Material ::

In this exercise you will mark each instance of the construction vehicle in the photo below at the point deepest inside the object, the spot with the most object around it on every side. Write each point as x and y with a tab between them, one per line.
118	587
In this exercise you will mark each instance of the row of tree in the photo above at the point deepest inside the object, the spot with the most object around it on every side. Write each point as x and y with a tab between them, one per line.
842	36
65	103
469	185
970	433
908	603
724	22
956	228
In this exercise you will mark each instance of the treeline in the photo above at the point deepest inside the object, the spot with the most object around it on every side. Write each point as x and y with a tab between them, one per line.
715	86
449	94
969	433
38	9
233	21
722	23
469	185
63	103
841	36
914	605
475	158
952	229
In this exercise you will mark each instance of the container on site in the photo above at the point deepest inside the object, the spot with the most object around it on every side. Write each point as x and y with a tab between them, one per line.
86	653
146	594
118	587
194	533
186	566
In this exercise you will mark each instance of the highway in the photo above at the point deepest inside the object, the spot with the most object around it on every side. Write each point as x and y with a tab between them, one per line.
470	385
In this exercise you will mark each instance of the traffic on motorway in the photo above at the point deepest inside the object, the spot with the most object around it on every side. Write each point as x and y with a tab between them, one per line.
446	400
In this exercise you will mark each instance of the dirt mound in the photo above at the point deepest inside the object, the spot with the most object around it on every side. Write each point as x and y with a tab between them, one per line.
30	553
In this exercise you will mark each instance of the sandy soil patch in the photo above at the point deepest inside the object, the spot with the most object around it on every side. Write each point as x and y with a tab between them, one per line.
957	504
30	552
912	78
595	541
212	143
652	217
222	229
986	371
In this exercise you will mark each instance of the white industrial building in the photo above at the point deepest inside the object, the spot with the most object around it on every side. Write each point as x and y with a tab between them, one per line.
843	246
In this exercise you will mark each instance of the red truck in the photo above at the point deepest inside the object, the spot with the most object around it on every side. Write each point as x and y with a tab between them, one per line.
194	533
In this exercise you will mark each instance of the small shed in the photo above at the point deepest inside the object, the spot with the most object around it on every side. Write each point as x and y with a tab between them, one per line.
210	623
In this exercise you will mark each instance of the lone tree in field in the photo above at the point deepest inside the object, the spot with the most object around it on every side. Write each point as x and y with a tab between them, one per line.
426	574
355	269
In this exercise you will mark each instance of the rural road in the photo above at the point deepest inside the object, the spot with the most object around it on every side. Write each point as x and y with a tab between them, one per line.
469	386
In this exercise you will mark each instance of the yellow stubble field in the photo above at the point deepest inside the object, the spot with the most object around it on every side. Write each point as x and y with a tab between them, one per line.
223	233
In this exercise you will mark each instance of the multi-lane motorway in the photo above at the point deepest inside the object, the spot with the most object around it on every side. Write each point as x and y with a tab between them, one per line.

What the task requires :: Copy out word for word everything from the line containing "In this exercise you will mark each instance of the white" through the end of the items.

Solved problem ::
In this exercise you will mark each instance of the white industrial building in the photo above at the point deepest inside the object, the spot with the most object around it on every side. Write each point as x and y with a tab between them, one per line.
843	246
In this exercise you will mark each instance of the red truck in the photo above at the point deepest inside the object, the spot with the most object around it on every side. Write each point as x and y with a tab between them, one per line.
194	533
In this exercise you will mark each instance of the small shed in the photo above at the point deepest inside the object, the spot with the most object around it on every side. Write each point as x and y with a tab between them, one per line.
210	623
In this exercise you will mark each instance of the lone tree in field in the photo above at the point deepest inside the object, the spot with the most object around it on every side. Write each point as x and y with a tab between them, one per line.
426	574
355	269
In this exercise you will mark each instance of the rural road in the photo above at the point deepest inside the object, the spot with the most object around it on every side. Write each point as x and y with a tab between them, one per line.
469	386
In this exercise you will mark each instance of the yellow stubble field in the photo above at the point deepest inside the object, the spot with the most object around it on every side. Write each point as x and y with a tab between them, one per line.
223	233
In this exercise you will mark each instance of the multi-lane motorway in the photo above at the point deepest inside the object, the spot with the most object around it on every side. Write each point as x and y with a tab between them, one per line.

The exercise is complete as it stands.